> **EXERCISE REQUIREMENTS**
Render each line of the rows below as a Markdown table with two columns, No. and Text. Number the lines in order and omit any blank lines.
--- Begin ITEMS ---
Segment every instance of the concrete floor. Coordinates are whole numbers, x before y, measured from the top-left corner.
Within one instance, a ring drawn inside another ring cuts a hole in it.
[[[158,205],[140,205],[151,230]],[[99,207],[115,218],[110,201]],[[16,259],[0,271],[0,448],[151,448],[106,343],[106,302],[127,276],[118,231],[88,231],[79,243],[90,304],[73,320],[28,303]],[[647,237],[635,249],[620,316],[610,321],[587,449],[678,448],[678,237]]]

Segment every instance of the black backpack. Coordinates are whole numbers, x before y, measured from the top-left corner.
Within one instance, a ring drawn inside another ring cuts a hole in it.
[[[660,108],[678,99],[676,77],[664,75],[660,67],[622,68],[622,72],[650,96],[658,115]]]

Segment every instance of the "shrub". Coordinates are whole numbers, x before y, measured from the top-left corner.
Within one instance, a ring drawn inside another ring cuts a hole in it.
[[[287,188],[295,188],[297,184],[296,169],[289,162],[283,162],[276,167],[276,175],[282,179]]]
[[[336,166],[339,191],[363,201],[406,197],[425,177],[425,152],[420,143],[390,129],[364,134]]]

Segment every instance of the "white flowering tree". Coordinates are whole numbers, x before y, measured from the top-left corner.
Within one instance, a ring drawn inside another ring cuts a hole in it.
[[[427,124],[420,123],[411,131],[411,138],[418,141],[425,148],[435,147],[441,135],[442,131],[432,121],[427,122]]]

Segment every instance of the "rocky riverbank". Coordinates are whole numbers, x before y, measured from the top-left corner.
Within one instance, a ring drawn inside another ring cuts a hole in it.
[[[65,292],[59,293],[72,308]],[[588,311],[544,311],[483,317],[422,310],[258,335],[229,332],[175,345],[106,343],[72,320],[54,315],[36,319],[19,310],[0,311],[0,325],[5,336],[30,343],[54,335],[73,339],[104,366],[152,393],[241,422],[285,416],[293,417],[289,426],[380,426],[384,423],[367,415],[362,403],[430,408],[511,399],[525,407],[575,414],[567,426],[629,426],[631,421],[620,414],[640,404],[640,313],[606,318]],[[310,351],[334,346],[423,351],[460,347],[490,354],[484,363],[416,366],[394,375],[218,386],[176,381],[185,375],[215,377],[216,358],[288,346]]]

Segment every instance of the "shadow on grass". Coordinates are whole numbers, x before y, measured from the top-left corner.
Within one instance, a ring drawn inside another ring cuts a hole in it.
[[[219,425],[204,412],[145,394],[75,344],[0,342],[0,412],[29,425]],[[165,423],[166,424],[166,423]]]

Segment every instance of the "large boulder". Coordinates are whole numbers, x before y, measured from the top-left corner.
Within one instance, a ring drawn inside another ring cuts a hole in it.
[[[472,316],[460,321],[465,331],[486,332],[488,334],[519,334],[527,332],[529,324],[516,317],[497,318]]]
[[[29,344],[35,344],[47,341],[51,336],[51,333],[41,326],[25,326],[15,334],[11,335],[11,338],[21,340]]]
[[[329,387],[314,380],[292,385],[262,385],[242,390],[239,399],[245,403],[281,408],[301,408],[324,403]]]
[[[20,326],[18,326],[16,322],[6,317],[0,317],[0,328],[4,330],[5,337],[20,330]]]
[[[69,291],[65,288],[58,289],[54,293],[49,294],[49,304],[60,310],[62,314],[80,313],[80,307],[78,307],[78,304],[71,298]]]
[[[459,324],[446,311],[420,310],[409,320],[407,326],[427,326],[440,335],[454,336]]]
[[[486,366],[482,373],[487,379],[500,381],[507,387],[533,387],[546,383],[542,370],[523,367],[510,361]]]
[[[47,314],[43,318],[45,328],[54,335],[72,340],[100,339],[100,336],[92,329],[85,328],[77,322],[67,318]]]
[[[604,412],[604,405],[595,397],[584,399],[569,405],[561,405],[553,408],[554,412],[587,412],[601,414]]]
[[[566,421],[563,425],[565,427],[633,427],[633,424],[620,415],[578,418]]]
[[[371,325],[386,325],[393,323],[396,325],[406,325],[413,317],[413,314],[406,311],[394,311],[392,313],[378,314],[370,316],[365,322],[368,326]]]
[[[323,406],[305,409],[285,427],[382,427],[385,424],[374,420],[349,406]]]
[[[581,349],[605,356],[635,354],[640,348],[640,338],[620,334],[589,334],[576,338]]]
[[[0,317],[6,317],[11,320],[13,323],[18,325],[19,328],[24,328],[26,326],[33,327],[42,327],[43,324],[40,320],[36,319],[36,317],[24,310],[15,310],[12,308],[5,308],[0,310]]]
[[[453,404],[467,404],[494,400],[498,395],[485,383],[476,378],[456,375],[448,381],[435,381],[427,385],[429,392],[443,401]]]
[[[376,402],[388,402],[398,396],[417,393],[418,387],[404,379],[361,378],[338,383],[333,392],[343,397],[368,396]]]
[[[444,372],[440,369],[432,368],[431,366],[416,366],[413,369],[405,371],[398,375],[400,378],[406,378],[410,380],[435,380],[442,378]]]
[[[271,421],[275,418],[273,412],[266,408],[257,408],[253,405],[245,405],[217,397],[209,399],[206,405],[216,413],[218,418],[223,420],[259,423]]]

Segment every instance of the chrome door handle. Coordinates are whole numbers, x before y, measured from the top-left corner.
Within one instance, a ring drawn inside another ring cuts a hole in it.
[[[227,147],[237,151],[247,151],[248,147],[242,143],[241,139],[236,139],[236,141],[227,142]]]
--- End ITEMS ---
> **FINAL RESULT**
| No. | Text |
|---|---|
| 1 | Segment every instance of the concrete floor. Coordinates are whole numbers, x before y, measured from the top-left corner. |
| 2 | Within one instance, a ring drawn inside another ring cuts a hole in it. |
| 3 | [[[158,205],[140,205],[151,230]],[[99,207],[115,218],[110,201]],[[16,259],[0,271],[0,448],[151,448],[106,343],[106,302],[127,276],[118,231],[88,231],[79,243],[90,304],[73,320],[28,303]],[[647,237],[635,249],[620,316],[610,321],[587,449],[678,448],[678,237]]] |
| 4 | Segment every instance of the black backpack. Coordinates are whole numbers, x before y, measured from the top-left corner. |
| 5 | Within one instance, a ring drawn inside another ring cuts a hole in it. |
| 6 | [[[660,108],[678,99],[676,77],[664,75],[660,67],[622,68],[622,72],[650,96],[658,115]]] |
| 7 | Segment every instance of the "shrub". Coordinates are whole numbers, x before y, measured from the top-left corner. |
| 8 | Within one instance, a ring drawn inside another ring cuts a hole in it. |
| 9 | [[[287,188],[295,188],[297,184],[296,169],[289,162],[283,162],[276,167],[276,175],[282,179]]] |
| 10 | [[[336,166],[339,191],[363,201],[406,197],[425,177],[425,152],[420,143],[390,129],[364,134]]] |
| 11 | Segment every instance of the "white flowering tree". Coordinates are whole numbers, x before y, measured from the top-left corner. |
| 12 | Within one instance, a ring drawn inside another ring cuts a hole in it. |
| 13 | [[[427,124],[420,123],[411,131],[411,138],[418,141],[425,148],[435,147],[441,135],[442,131],[432,121],[427,122]]] |
| 14 | Segment every instance of the "rocky riverbank". Coordinates are whole numbers, x before y, measured from the top-left corner. |
| 15 | Within one instance, a ring drawn inside another ring cuts a hole in it. |
| 16 | [[[65,292],[59,293],[72,308]],[[588,311],[544,311],[483,317],[422,310],[258,335],[229,332],[175,345],[106,343],[72,320],[54,315],[36,319],[19,310],[0,311],[0,325],[5,336],[30,343],[54,335],[73,339],[104,366],[152,393],[241,422],[285,416],[293,417],[289,426],[380,426],[384,423],[367,415],[362,403],[430,408],[511,399],[525,407],[575,414],[567,426],[629,426],[631,421],[620,414],[640,404],[640,313],[606,318]],[[310,351],[334,346],[423,351],[460,347],[490,354],[484,363],[416,366],[394,375],[218,386],[176,381],[185,375],[215,377],[216,358],[288,346]]] |
| 17 | Segment every instance of the "shadow on grass". Coordinates are whole numbers, x before y, measured from the top-left corner. |
| 18 | Within one instance, a ring drawn inside another ring cuts a hole in it. |
| 19 | [[[219,425],[204,412],[145,394],[75,344],[0,342],[0,412],[29,425]],[[165,423],[166,424],[166,423]]] |
| 20 | Segment every instance of the "large boulder". Coordinates are whole numbers, x before y, measured from the top-left corner. |
| 21 | Within one instance, a ring drawn inside another ring cuts a hole in it. |
| 22 | [[[472,316],[460,321],[465,331],[486,332],[488,334],[519,334],[527,332],[529,324],[516,317],[497,318]]] |
| 23 | [[[29,344],[35,344],[47,341],[51,336],[51,333],[41,326],[25,326],[15,334],[11,335],[11,338],[21,340]]] |
| 24 | [[[329,387],[314,380],[292,385],[262,385],[242,390],[239,399],[245,403],[281,408],[301,408],[324,403]]] |
| 25 | [[[20,326],[18,326],[16,322],[6,317],[0,317],[0,328],[4,330],[5,337],[20,330]]] |
| 26 | [[[69,291],[65,288],[58,289],[54,293],[49,294],[49,304],[60,310],[62,314],[80,313],[80,307],[78,307],[78,304],[71,298]]] |
| 27 | [[[459,324],[446,311],[420,310],[409,320],[407,326],[427,326],[440,335],[454,336]]] |
| 28 | [[[486,366],[482,373],[487,379],[500,381],[507,387],[533,387],[546,383],[542,370],[523,367],[510,361]]] |
| 29 | [[[47,314],[43,318],[45,328],[54,335],[72,340],[100,339],[100,336],[92,329],[85,328],[77,322],[67,318]]] |
| 30 | [[[604,412],[604,405],[595,397],[584,399],[569,405],[561,405],[553,408],[554,412],[587,412],[601,414]]] |
| 31 | [[[566,421],[563,425],[565,427],[633,427],[633,424],[620,415],[578,418]]] |
| 32 | [[[371,325],[386,325],[393,323],[396,325],[406,325],[413,317],[413,314],[406,311],[394,311],[392,313],[378,314],[370,316],[365,322],[368,326]]] |
| 33 | [[[323,406],[305,409],[285,427],[382,427],[385,424],[374,420],[349,406]]] |
| 34 | [[[581,349],[605,356],[635,354],[640,348],[640,338],[620,334],[589,334],[576,338]]] |
| 35 | [[[0,317],[6,317],[11,320],[13,323],[18,325],[19,328],[24,328],[26,326],[33,327],[42,327],[43,324],[40,320],[36,319],[36,317],[24,310],[15,310],[12,308],[5,308],[0,310]]] |
| 36 | [[[453,404],[467,404],[494,400],[498,395],[485,383],[476,378],[456,375],[448,381],[435,381],[427,385],[429,392],[443,401]]] |
| 37 | [[[376,402],[388,402],[398,396],[417,393],[418,387],[404,379],[361,378],[338,383],[333,392],[343,397],[368,396]]] |
| 38 | [[[444,372],[440,369],[432,368],[431,366],[416,366],[413,369],[405,371],[398,375],[400,378],[406,378],[410,380],[435,380],[442,378]]] |
| 39 | [[[271,421],[275,418],[273,412],[266,408],[257,408],[253,405],[245,405],[217,397],[209,399],[206,405],[216,413],[218,418],[223,420],[259,423]]] |
| 40 | Segment every instance of the chrome door handle. Coordinates are whole numbers, x before y, measured from the top-left corner. |
| 41 | Within one instance, a ring drawn inside another ring cuts a hole in it. |
| 42 | [[[227,147],[237,151],[247,151],[248,147],[242,143],[241,139],[236,139],[236,141],[227,142]]] |